> WORK REQUEST: Output the following material verbatim, keeping every line and character unchanged.

*** RECORDS FOR PROCESSING Section Begins ***

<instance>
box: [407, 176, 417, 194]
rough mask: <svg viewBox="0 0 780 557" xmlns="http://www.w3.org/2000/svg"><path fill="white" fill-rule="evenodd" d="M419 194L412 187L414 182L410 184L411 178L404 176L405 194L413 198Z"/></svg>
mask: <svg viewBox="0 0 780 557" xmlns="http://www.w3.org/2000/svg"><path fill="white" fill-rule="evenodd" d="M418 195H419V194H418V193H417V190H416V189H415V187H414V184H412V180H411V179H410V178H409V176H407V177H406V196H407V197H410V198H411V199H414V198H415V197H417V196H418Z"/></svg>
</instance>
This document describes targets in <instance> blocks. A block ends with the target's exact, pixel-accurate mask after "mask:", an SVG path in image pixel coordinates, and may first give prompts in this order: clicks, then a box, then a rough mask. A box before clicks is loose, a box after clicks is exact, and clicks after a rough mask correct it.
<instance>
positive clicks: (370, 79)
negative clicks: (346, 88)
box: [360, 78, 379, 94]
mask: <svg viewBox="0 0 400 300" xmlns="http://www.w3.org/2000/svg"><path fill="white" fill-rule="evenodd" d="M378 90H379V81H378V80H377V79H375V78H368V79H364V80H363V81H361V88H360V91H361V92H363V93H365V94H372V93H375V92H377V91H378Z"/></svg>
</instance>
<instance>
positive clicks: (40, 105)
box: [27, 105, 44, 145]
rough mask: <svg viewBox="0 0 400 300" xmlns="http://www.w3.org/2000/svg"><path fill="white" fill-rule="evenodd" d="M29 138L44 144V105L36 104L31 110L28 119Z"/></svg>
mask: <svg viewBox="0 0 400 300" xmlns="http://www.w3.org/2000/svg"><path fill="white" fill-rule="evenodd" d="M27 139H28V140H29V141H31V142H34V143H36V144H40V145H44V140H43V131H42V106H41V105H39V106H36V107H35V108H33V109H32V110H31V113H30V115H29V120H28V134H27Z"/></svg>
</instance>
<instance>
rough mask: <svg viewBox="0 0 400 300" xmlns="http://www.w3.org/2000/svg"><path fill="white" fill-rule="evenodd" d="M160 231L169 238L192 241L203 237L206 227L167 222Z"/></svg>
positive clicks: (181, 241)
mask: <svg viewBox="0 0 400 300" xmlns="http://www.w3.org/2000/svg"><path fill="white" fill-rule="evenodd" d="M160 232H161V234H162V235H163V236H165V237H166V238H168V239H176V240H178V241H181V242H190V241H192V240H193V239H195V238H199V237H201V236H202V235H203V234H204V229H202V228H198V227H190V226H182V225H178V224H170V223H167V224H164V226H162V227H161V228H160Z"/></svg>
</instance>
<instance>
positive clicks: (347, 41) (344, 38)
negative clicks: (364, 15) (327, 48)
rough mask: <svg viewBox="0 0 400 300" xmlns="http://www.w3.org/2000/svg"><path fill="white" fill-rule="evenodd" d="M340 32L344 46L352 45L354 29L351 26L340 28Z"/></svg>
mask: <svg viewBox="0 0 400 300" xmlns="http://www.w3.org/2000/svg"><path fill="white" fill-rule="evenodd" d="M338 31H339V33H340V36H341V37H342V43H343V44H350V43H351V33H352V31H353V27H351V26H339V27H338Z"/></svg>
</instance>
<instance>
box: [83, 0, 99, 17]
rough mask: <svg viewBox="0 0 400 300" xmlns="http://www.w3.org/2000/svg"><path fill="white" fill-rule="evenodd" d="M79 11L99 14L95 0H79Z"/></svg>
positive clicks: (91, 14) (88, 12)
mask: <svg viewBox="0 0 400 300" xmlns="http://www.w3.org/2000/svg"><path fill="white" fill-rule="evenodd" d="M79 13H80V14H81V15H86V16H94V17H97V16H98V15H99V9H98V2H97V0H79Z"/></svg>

*** RECORDS FOR PROCESSING Section Ends ***

> ANSWER SPACE:
<instance>
box: [407, 176, 417, 194]
rough mask: <svg viewBox="0 0 780 557" xmlns="http://www.w3.org/2000/svg"><path fill="white" fill-rule="evenodd" d="M419 194L412 187L414 182L410 184L411 178L404 176L405 194L413 198Z"/></svg>
mask: <svg viewBox="0 0 780 557" xmlns="http://www.w3.org/2000/svg"><path fill="white" fill-rule="evenodd" d="M418 195H419V194H418V193H417V190H416V189H415V187H414V184H412V180H411V179H410V178H409V176H407V177H406V196H407V197H410V198H411V199H414V198H415V197H417V196H418Z"/></svg>
</instance>
This document describes targets in <instance> blocks. A block ends with the target's exact, pixel-accurate mask after "mask:", an SVG path in image pixel coordinates, and may first give prompts in this order: clicks, then a box, then a rough mask. A box before clicks is loose, a box after clicks is exact, and clicks after a rough mask correct it.
<instance>
positive clicks: (370, 79)
negative clicks: (346, 88)
box: [360, 78, 379, 94]
mask: <svg viewBox="0 0 400 300" xmlns="http://www.w3.org/2000/svg"><path fill="white" fill-rule="evenodd" d="M378 90H379V81H378V80H377V79H375V78H368V79H364V80H363V81H361V88H360V91H361V92H363V93H365V94H372V93H375V92H377V91H378Z"/></svg>
</instance>
<instance>
positive clicks: (40, 105)
box: [27, 105, 44, 145]
rough mask: <svg viewBox="0 0 400 300" xmlns="http://www.w3.org/2000/svg"><path fill="white" fill-rule="evenodd" d="M29 138L44 144V105L36 104L31 110L28 119Z"/></svg>
mask: <svg viewBox="0 0 400 300" xmlns="http://www.w3.org/2000/svg"><path fill="white" fill-rule="evenodd" d="M27 139H28V140H29V141H31V142H34V143H36V144H40V145H44V140H43V131H42V106H41V105H39V106H36V107H35V108H33V109H32V110H31V113H30V115H29V120H28V134H27Z"/></svg>
</instance>
<instance>
rough mask: <svg viewBox="0 0 400 300" xmlns="http://www.w3.org/2000/svg"><path fill="white" fill-rule="evenodd" d="M160 231L169 238L192 241L203 237L206 227L167 222Z"/></svg>
positive clicks: (181, 241)
mask: <svg viewBox="0 0 400 300" xmlns="http://www.w3.org/2000/svg"><path fill="white" fill-rule="evenodd" d="M160 232H161V234H162V235H163V236H165V237H166V238H168V239H176V240H178V241H181V242H190V241H192V240H193V239H195V238H199V237H201V236H202V235H203V234H204V229H202V228H198V227H190V226H182V225H178V224H170V223H167V224H164V226H162V227H161V228H160Z"/></svg>
</instance>
<instance>
positive clicks: (347, 41) (344, 38)
negative clicks: (364, 15) (327, 48)
rough mask: <svg viewBox="0 0 400 300" xmlns="http://www.w3.org/2000/svg"><path fill="white" fill-rule="evenodd" d="M340 32L344 46L352 45L354 29L351 26L340 28Z"/></svg>
mask: <svg viewBox="0 0 400 300" xmlns="http://www.w3.org/2000/svg"><path fill="white" fill-rule="evenodd" d="M338 31H339V33H340V36H341V37H342V43H343V44H350V43H351V33H352V31H353V27H351V26H339V27H338Z"/></svg>
</instance>
<instance>
box: [83, 0, 99, 17]
rough mask: <svg viewBox="0 0 400 300" xmlns="http://www.w3.org/2000/svg"><path fill="white" fill-rule="evenodd" d="M79 11L99 14L95 0H79Z"/></svg>
positive clicks: (91, 14) (88, 12)
mask: <svg viewBox="0 0 400 300" xmlns="http://www.w3.org/2000/svg"><path fill="white" fill-rule="evenodd" d="M79 13H80V14H81V15H86V16H94V17H97V16H98V15H99V9H98V2H97V0H79Z"/></svg>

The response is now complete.